(QUOTED PASSAGE)

Structural features of the interaction of the Ru(II) complex with two different DNA sequences.

New paper published in ChemPhysChem

WebsiteCongratulations to Laura (now at Pfizer), Sam, Steve and Oxana on their new communication published in ChemPhysChem. In this work, invited to a special issue on Molecular Logic, AuNPs were described that were functionalised with Eu(III) and Tb(III) cyclen complexes which were able to function as molecular logic gate mimics (MLGMs). Two MLGMs were reported operating using pH and organic molecule inputs, respectively, which were able to mimic half-subtractor, transfer and XOR logic functions.

Logic and Molecular logic have important history in Ireland, with George Boole developing his ideas in UCC (formerly Queen’s College Cork) and the early ideas of PET sensors as MLGMs being introduced by Prof. A.P. de Silva in Queen’s University Belfast. The TG Group has described a number of MLGMs over the years, most recently in materials systems such as our organogel-based system reported in Chem. Commun. last year. Our paper in ChemPhysChem is a further demonstration of the use of materials-supported Ln(III) luminescence, this time on AuNP surfaces and the power of logical analysis as an approach to supramolecular and sensing chemistry.

ChemPhysChem is a ChemPub Soc Europe journal, a consortium of 16 continental European chemical societies and published in collaboration with Wiley-VCH, and we are happy to have contributed to high impact European science.

New Paper published in Dalton Transactions

Graphical Abstract

Structure of the tetrameric [Zn4(L)4]8+ cation investigated in the work.

(End QUOTED PASSAGE)
(AVAILABLE DATA)

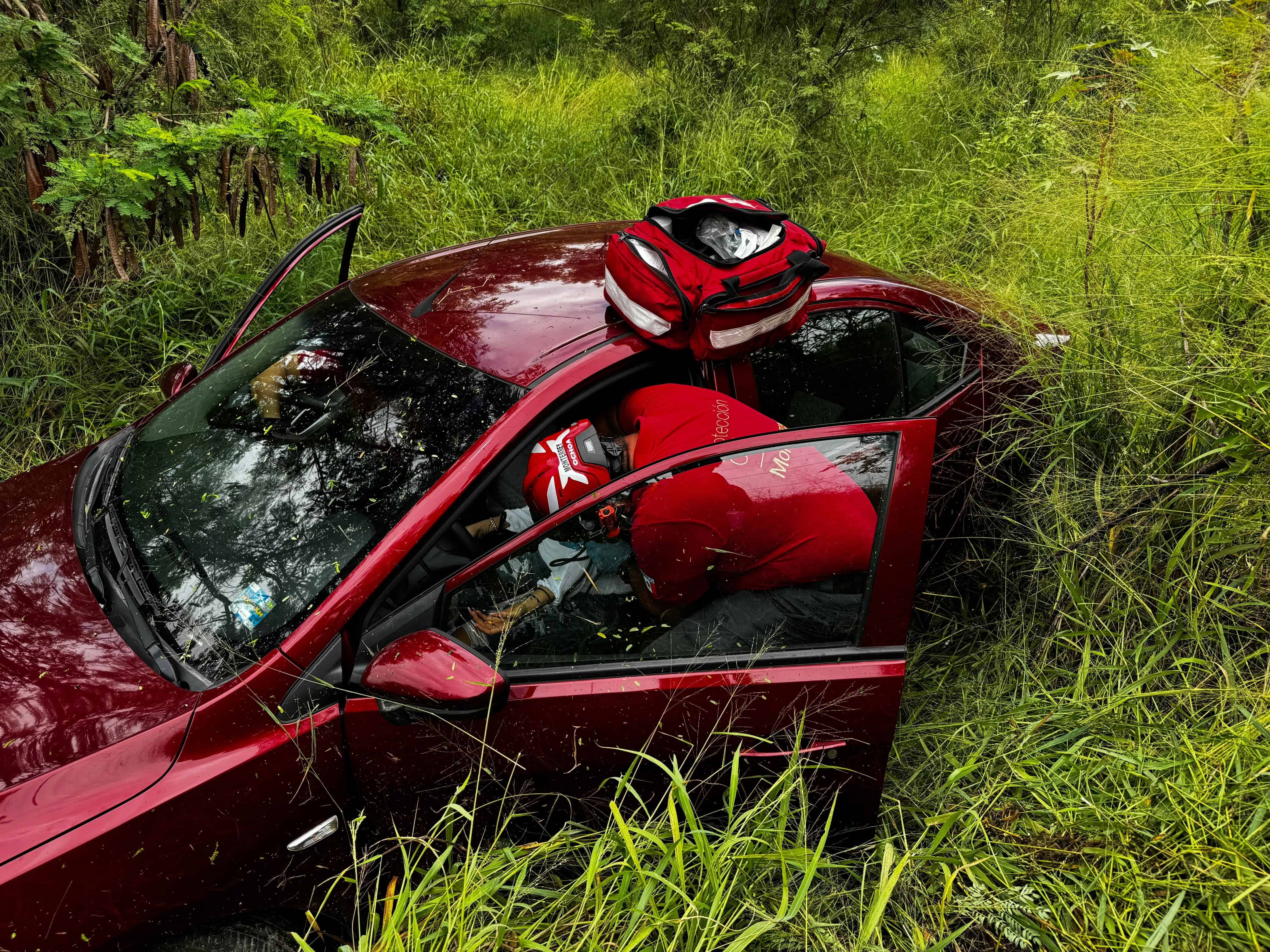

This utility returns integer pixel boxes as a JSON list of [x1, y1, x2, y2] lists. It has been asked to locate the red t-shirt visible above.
[[617, 383, 782, 470], [631, 447, 878, 604]]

(End AVAILABLE DATA)

WHAT THIS TASK INVOLVES
In the news post about the ChemPhysChem paper, which logic functions could the two reported molecular logic gate mimics perform?

RESPONSE TO THIS EXERCISE
Half-subtractor, transfer and XOR logic functions.